■ Work instructions:
The lines from the top of the material through the line with "1V6L26 2ZM46 3L53" are to be set down exactly. Leave the pictures out.

■ Supplied data:
* * *

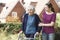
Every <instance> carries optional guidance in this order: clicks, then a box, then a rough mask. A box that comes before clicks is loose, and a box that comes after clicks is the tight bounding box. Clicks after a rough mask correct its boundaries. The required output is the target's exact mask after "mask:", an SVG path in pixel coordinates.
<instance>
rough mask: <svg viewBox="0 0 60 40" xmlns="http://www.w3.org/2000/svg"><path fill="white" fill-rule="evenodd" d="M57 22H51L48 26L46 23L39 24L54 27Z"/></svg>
mask: <svg viewBox="0 0 60 40" xmlns="http://www.w3.org/2000/svg"><path fill="white" fill-rule="evenodd" d="M54 24H55V22H51V23H48V24H44V23H39V26H47V27H48V26H54Z"/></svg>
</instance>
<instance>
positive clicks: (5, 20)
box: [0, 0, 60, 22]
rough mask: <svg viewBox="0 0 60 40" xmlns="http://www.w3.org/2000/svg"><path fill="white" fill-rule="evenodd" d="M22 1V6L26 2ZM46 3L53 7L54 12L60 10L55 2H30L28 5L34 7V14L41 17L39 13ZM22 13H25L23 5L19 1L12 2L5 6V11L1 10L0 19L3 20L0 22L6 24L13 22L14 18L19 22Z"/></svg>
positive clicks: (48, 1) (31, 1) (41, 11)
mask: <svg viewBox="0 0 60 40" xmlns="http://www.w3.org/2000/svg"><path fill="white" fill-rule="evenodd" d="M24 1H25V0H22V2H23V4H24V3H26V1H25V2H24ZM48 2H50V3H51V4H52V5H53V7H54V10H55V12H58V11H59V10H60V8H59V7H58V5H57V3H56V2H55V0H44V1H43V0H36V1H35V0H34V1H32V0H31V1H30V3H31V4H30V5H33V6H35V8H36V13H37V14H38V15H39V16H40V17H41V13H42V12H43V9H44V5H45V4H46V3H48ZM24 12H25V9H24V7H23V5H22V4H21V2H20V0H15V1H12V2H11V3H9V4H6V5H5V10H2V12H1V14H0V19H1V18H3V21H2V20H0V21H2V22H8V20H9V21H11V20H12V21H13V20H15V18H17V19H19V21H21V17H22V15H23V13H24Z"/></svg>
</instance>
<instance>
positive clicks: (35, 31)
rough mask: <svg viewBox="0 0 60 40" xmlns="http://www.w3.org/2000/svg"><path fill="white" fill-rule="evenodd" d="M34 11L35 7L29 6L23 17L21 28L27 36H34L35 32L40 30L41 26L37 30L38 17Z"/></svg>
mask: <svg viewBox="0 0 60 40" xmlns="http://www.w3.org/2000/svg"><path fill="white" fill-rule="evenodd" d="M34 12H35V8H34V7H33V6H29V8H28V13H25V15H24V18H23V24H22V30H23V32H24V34H25V36H26V37H27V38H34V35H35V33H36V32H40V30H41V27H39V30H38V24H39V22H40V19H39V17H38V15H37V14H35V13H34Z"/></svg>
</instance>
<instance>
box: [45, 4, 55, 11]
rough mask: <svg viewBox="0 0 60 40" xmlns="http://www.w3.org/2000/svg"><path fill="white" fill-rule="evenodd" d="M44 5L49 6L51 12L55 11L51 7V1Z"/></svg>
mask: <svg viewBox="0 0 60 40" xmlns="http://www.w3.org/2000/svg"><path fill="white" fill-rule="evenodd" d="M46 5H47V6H48V7H49V8H51V11H52V12H55V11H54V8H53V6H52V4H51V3H47V4H46Z"/></svg>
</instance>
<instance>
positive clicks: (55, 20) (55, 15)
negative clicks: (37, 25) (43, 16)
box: [51, 13, 56, 22]
mask: <svg viewBox="0 0 60 40" xmlns="http://www.w3.org/2000/svg"><path fill="white" fill-rule="evenodd" d="M51 21H52V22H55V21H56V14H55V13H54V14H53V16H52V20H51Z"/></svg>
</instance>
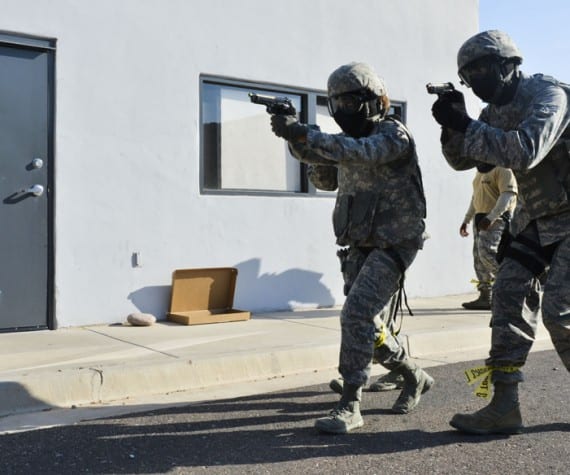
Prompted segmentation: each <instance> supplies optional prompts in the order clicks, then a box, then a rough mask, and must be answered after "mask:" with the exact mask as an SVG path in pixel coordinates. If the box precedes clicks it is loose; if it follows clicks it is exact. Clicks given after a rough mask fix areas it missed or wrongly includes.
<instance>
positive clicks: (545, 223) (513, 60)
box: [432, 30, 570, 434]
mask: <svg viewBox="0 0 570 475" xmlns="http://www.w3.org/2000/svg"><path fill="white" fill-rule="evenodd" d="M521 62H522V55H521V54H520V52H519V50H518V48H517V47H516V45H515V44H514V43H513V41H512V40H511V38H510V37H509V36H508V35H506V34H505V33H502V32H500V31H497V30H491V31H485V32H482V33H479V34H477V35H475V36H473V37H472V38H470V39H469V40H467V41H466V42H465V43H464V44H463V46H461V48H460V50H459V53H458V56H457V63H458V69H459V76H460V78H461V79H462V82H463V83H464V84H465V85H467V86H468V87H471V88H472V89H473V92H474V93H475V94H476V95H477V96H478V97H479V98H480V99H482V100H483V101H485V102H486V103H488V105H487V106H486V107H485V108H484V109H483V111H482V112H481V114H480V116H479V119H478V120H473V119H471V118H470V117H469V116H468V115H467V113H466V111H465V106H464V101H463V96H462V94H461V93H459V92H457V91H456V92H454V93H452V94H451V95H450V96H449V97H446V96H445V95H443V96H442V97H440V98H439V99H438V100H437V101H436V102H435V103H434V105H433V108H432V112H433V115H434V117H435V119H436V121H437V122H438V123H439V124H440V125H442V126H443V128H442V137H441V139H442V148H443V153H444V155H445V157H446V159H447V161H448V162H449V164H450V165H451V166H452V167H453V168H454V169H456V170H466V169H469V168H472V167H475V166H476V165H477V164H478V163H488V164H491V165H496V166H500V167H505V168H510V169H512V170H513V172H514V174H515V176H516V179H517V182H518V189H519V194H518V198H519V202H520V203H521V204H522V207H518V208H517V210H516V212H515V215H514V219H513V222H512V227H511V234H512V240H511V242H510V244H507V245H506V246H504V251H503V252H502V255H503V260H502V263H501V266H500V268H499V272H498V275H497V278H496V281H495V284H494V287H493V302H492V341H491V350H490V353H489V358H488V359H487V360H486V365H487V367H488V368H487V369H488V370H489V371H490V372H491V381H492V382H493V385H494V394H493V399H492V400H491V402H490V404H489V405H488V406H486V407H484V408H483V409H481V410H479V411H477V412H475V413H473V414H456V415H455V416H453V418H452V420H451V425H452V426H453V427H455V428H457V429H459V430H461V431H465V432H470V433H476V434H489V433H517V432H520V431H521V429H522V417H521V413H520V407H519V400H518V383H519V382H521V381H522V380H523V375H522V372H521V370H520V368H521V367H522V366H523V365H524V364H525V362H526V359H527V356H528V353H529V351H530V348H531V346H532V343H533V341H534V339H535V335H536V326H537V316H538V312H539V310H542V318H543V322H544V325H545V326H546V328H547V329H548V331H549V333H550V337H551V339H552V342H553V344H554V347H555V348H556V351H557V352H558V354H559V356H560V358H561V360H562V362H563V363H564V365H565V366H566V368H567V369H570V203H569V201H568V193H569V192H570V173H569V168H570V160H569V159H570V156H569V147H568V145H569V142H568V138H569V136H568V126H569V124H570V107H569V98H570V87H569V86H568V85H566V84H563V83H560V82H558V81H557V80H555V79H554V78H551V77H548V76H544V75H542V74H536V75H533V76H527V75H525V74H523V73H522V72H520V71H519V68H518V66H519V65H520V63H521ZM541 275H543V276H544V275H545V276H546V277H545V278H544V288H543V295H542V304H541V301H540V294H539V285H540V281H539V276H541Z"/></svg>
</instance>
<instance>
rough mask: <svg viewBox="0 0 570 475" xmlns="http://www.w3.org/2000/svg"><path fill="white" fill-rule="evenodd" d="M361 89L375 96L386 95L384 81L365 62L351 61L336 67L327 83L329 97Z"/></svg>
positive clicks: (335, 95) (370, 67) (352, 91)
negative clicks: (363, 62) (345, 63)
mask: <svg viewBox="0 0 570 475" xmlns="http://www.w3.org/2000/svg"><path fill="white" fill-rule="evenodd" d="M363 89H367V90H368V91H370V92H371V93H372V94H374V95H375V96H376V97H382V96H385V95H386V86H385V84H384V81H383V80H382V79H381V78H380V77H379V76H378V75H377V74H376V72H375V71H374V69H372V67H371V66H370V65H368V64H366V63H357V62H353V63H349V64H344V65H342V66H340V67H338V68H337V69H335V70H334V71H333V72H332V73H331V75H330V76H329V79H328V83H327V90H328V95H329V97H330V96H337V95H339V94H344V93H347V92H354V91H360V90H363Z"/></svg>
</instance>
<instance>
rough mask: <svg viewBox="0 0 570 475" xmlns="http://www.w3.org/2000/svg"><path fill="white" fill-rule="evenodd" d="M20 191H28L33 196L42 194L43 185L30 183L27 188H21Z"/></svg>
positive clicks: (37, 195) (25, 191)
mask: <svg viewBox="0 0 570 475" xmlns="http://www.w3.org/2000/svg"><path fill="white" fill-rule="evenodd" d="M22 193H28V194H30V195H34V196H42V195H43V194H44V187H43V186H42V185H38V184H36V185H32V186H30V187H29V188H27V189H25V190H22Z"/></svg>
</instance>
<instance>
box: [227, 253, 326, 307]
mask: <svg viewBox="0 0 570 475" xmlns="http://www.w3.org/2000/svg"><path fill="white" fill-rule="evenodd" d="M234 267H236V268H237V269H238V278H237V286H236V292H235V303H234V306H235V307H236V308H239V309H244V310H251V311H254V312H260V311H277V310H293V309H295V308H317V307H330V306H332V305H334V304H335V300H334V297H333V295H332V294H331V292H330V290H329V289H328V288H327V287H326V286H325V285H323V283H322V282H321V277H322V276H323V274H321V273H318V272H313V271H308V270H303V269H290V270H287V271H285V272H282V273H281V274H262V275H259V271H260V268H261V260H260V259H257V258H256V259H250V260H248V261H244V262H240V263H239V264H236V265H234Z"/></svg>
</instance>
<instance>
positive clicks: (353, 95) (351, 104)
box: [327, 91, 376, 115]
mask: <svg viewBox="0 0 570 475" xmlns="http://www.w3.org/2000/svg"><path fill="white" fill-rule="evenodd" d="M375 98H376V96H374V95H371V94H370V92H369V91H356V92H344V93H342V94H337V95H335V96H330V97H329V98H328V101H327V103H328V106H329V113H330V115H334V114H335V112H337V111H340V112H344V113H345V114H356V113H357V112H359V111H360V110H361V109H362V106H363V105H364V104H365V103H366V102H368V101H370V100H372V99H375Z"/></svg>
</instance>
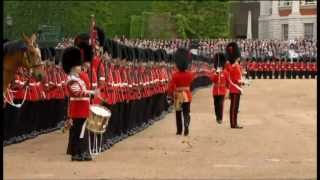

* * *

■ Answer space:
Every <instance> carries optional guidance in this order: clicks, then a box, then a rough mask. A box that comes before clicks is loose, and a box that comes after clicks is the tight bounding box. Clicks after a rough mask correct its boundaries. The required output is the target's exact mask after "mask:", an SVG path in pixel coordinates.
<instance>
rough mask: <svg viewBox="0 0 60 40" xmlns="http://www.w3.org/2000/svg"><path fill="white" fill-rule="evenodd" d="M57 22H51L48 26L46 23L39 24L54 27Z"/></svg>
mask: <svg viewBox="0 0 60 40" xmlns="http://www.w3.org/2000/svg"><path fill="white" fill-rule="evenodd" d="M54 24H55V22H51V23H48V24H44V23H39V26H47V27H48V26H54Z"/></svg>
</instance>
<instance>
positive clicks: (5, 20)
box: [0, 0, 60, 22]
rough mask: <svg viewBox="0 0 60 40" xmlns="http://www.w3.org/2000/svg"><path fill="white" fill-rule="evenodd" d="M22 1V6L26 2ZM46 3L53 7L54 12L60 10L55 2H30L28 5L34 7V14L41 17L39 13ZM22 13H25L23 5L19 1L12 2L5 6V11L1 10L0 19L3 20L0 22L6 24L13 22L14 18L19 22Z"/></svg>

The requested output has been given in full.